##### Document excerpt
Data Standardization

Feature Scaling

From Chris's T-Shirt Size, (Udacity - Feature Scaling), we learnt the importance of feature scaling, how one of two variables had unfavourable advantage just because of different unit or being too large in comparision to the other. To get rid of this bias, we do feature scaling.

Let us right away perform for all features (sklearn has method which we could simply use) and look at its effect.

In [16]:
def scale_df(input_df):
    """
    Scale/Normalize all the feature columns in the given data frame except 'email_address' and 'poi'
    Returns the scaled df
    """
    # clean
    temp_df = input_df[['poi','email_address']] # for repatch
    input_df = input_df.loc[:, input_df.columns.difference(['poi','email_address'])] # remove them if existing

    # scale
    from sklearn.preprocessing import scale
    input_df.loc[:] = scale(input_df.loc[:])

    # repatch
    input_df = pd.concat([input_df, temp_df],axis=1, sort=False)

    return input_df
In [17]:
from helpers_2 import init, split_data, tree_classify, evaluate
from helpers_2 import clean_df, remove_outliers
import pandas as pd



# raw data
data_dict = init()

# Dict to Df
df = pd.DataFrame.from_dict(data_dict, orient='index')  # 'index' means keys should be rows

#-------------- PANDAS AREA --------------------
# 1. PRE PROCESSING
# 1.1. Cleaning Invalid Values ('NaN')
df = clean_df(df)  
# 1.2. Remove Outliers
outlier_list = ['LAVORATO JOHN J', 'TOTAL', 'KAMINSKI WINCENTY J', 'BHATNAGAR SANJAY']  # iteration 1
outlier_list += ['KEAN STEVEN J', 'DERRICK JR. JAMES V', 'FREVERT MARK A', 'MARTIN AMANDA K'] # iteration 2
outlier_list += ['BELFER ROBERT'] # iteration 3
df = remove_outliers(df, outlier_list)

# 2. STANDARDIZATION
# 2.1. Feature Scaling
# fix exponential display format due to replace operation (ref: https://stackoverflow.com/questions/42735541/customized-float-formatting-in-a-pandas-dataframe)
pd.options.display.float_format = lambda x : '{:.5f}'.format(x) 
df = scale_df(df)
# 2.2. Feature Selection
features_list = ['poi','salary']
#-------------- PANDAS AREA --------------------

# Df to Dict
data_dict = df.to_dict('index') # 'index' means convert to dict like {index -> {column -> value}}

# CLASSIFIER
my_dataset = data_dict  # just for udacity's convention
labels, features = split_data(my_dataset, features_list)
##########
##### Dataset excerpts
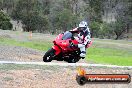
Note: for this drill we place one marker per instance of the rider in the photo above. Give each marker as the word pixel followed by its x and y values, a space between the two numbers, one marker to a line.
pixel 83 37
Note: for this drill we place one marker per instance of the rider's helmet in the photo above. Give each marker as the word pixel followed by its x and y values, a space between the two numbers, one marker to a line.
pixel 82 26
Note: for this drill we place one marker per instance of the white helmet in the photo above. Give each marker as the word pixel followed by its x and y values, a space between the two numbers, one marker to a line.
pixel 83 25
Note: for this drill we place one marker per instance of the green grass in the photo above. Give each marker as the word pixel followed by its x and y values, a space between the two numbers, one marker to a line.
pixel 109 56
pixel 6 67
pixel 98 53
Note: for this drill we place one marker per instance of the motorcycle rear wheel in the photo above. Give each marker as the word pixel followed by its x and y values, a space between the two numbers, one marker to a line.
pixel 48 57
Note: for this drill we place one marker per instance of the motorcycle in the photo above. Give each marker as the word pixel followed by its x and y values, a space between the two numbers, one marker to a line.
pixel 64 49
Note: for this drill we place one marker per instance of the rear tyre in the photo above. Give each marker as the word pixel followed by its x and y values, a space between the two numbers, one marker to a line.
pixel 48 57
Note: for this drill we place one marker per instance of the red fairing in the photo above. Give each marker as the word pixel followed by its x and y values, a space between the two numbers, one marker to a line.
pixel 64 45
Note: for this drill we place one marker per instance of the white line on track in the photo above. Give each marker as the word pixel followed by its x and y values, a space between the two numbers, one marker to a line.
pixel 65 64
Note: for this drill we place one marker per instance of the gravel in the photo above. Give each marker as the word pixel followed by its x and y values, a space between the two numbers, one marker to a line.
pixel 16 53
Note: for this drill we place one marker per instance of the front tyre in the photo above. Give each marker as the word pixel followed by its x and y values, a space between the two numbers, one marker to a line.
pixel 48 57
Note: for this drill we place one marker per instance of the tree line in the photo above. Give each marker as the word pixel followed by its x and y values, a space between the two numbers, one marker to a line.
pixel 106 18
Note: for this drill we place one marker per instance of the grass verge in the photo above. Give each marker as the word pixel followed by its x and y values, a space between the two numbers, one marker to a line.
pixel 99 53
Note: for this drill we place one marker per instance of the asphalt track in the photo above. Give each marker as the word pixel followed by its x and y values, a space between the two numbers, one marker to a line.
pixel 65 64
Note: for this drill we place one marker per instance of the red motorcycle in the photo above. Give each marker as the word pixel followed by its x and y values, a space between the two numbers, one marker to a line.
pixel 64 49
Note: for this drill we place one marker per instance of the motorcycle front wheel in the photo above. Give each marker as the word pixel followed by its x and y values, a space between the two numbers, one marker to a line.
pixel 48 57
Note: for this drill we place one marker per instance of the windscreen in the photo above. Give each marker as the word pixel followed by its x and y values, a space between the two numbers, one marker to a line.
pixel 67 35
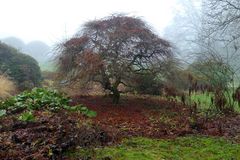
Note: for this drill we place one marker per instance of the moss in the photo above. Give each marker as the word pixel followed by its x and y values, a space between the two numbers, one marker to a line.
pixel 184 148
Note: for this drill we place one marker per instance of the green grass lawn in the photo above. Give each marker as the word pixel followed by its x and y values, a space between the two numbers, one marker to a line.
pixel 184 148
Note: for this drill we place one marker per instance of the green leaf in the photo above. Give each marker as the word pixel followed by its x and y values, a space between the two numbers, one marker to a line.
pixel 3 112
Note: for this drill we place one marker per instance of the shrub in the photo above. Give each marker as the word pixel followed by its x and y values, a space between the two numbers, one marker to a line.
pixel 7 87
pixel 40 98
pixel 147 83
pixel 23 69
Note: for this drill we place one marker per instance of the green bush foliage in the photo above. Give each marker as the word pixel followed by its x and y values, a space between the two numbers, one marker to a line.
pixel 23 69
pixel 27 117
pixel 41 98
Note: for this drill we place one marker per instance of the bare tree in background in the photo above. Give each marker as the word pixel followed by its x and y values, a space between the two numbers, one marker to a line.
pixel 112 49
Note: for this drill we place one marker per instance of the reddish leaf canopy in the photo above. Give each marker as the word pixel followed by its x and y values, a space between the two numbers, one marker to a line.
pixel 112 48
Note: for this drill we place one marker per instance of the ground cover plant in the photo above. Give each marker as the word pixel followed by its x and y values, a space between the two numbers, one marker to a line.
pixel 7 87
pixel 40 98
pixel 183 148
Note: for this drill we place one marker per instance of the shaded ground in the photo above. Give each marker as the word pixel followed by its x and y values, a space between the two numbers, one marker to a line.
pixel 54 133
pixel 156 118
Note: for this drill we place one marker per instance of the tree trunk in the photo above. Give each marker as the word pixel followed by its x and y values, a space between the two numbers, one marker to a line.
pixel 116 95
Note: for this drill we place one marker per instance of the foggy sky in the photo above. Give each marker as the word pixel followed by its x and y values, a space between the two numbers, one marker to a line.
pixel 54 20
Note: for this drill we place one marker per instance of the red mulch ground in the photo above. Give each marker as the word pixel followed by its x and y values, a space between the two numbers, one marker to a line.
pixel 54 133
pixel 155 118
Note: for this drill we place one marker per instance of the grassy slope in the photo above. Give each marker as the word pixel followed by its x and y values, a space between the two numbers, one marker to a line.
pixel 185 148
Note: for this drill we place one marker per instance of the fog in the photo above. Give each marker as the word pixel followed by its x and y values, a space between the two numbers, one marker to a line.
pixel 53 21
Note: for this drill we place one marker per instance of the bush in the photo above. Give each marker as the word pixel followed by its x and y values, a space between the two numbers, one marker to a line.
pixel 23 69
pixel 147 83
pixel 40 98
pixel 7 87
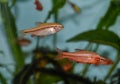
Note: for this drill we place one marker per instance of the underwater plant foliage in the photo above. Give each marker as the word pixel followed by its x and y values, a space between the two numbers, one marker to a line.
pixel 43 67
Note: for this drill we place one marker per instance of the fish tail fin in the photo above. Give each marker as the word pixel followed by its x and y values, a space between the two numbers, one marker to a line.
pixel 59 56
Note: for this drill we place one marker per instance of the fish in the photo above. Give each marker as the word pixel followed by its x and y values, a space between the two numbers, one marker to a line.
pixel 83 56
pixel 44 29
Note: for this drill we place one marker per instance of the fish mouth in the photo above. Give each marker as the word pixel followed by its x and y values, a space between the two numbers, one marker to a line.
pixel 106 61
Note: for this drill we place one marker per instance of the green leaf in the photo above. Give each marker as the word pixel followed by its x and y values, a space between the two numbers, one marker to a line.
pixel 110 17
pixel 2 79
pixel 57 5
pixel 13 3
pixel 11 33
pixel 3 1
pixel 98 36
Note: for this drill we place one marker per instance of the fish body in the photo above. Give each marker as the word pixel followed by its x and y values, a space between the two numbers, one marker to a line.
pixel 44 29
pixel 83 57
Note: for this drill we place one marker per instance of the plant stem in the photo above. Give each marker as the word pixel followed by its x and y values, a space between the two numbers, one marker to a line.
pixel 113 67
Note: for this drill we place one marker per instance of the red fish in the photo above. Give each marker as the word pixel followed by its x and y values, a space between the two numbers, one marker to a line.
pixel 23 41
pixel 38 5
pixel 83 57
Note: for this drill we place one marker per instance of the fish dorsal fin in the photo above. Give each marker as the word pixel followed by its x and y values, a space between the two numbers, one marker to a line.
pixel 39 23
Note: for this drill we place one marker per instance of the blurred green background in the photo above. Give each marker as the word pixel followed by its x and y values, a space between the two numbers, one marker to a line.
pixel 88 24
##########
##### Dataset excerpts
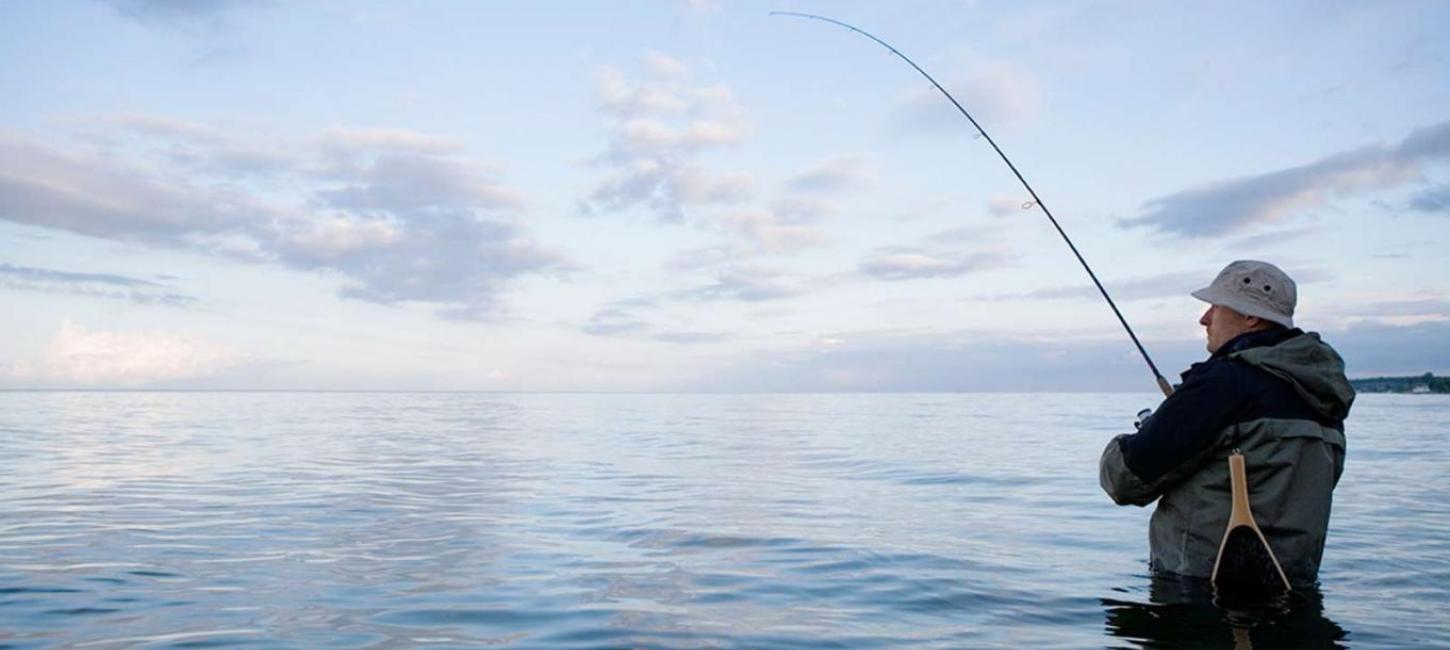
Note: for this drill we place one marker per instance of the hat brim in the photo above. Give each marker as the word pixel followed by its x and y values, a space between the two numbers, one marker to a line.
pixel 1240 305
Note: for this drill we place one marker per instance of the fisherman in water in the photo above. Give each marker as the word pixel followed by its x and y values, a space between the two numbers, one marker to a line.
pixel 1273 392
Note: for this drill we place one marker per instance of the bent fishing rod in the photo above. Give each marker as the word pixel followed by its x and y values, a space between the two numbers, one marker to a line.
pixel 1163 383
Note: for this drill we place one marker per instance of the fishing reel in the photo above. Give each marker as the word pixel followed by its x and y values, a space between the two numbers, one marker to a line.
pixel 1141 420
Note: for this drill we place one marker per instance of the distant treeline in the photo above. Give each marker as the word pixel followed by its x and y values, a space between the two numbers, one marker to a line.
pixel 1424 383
##########
- [Directions]:
Which two columns does the scale_df function in the feature scaling notebook leave unscaled?

- [Problem solution]:
'poi' and 'email_address'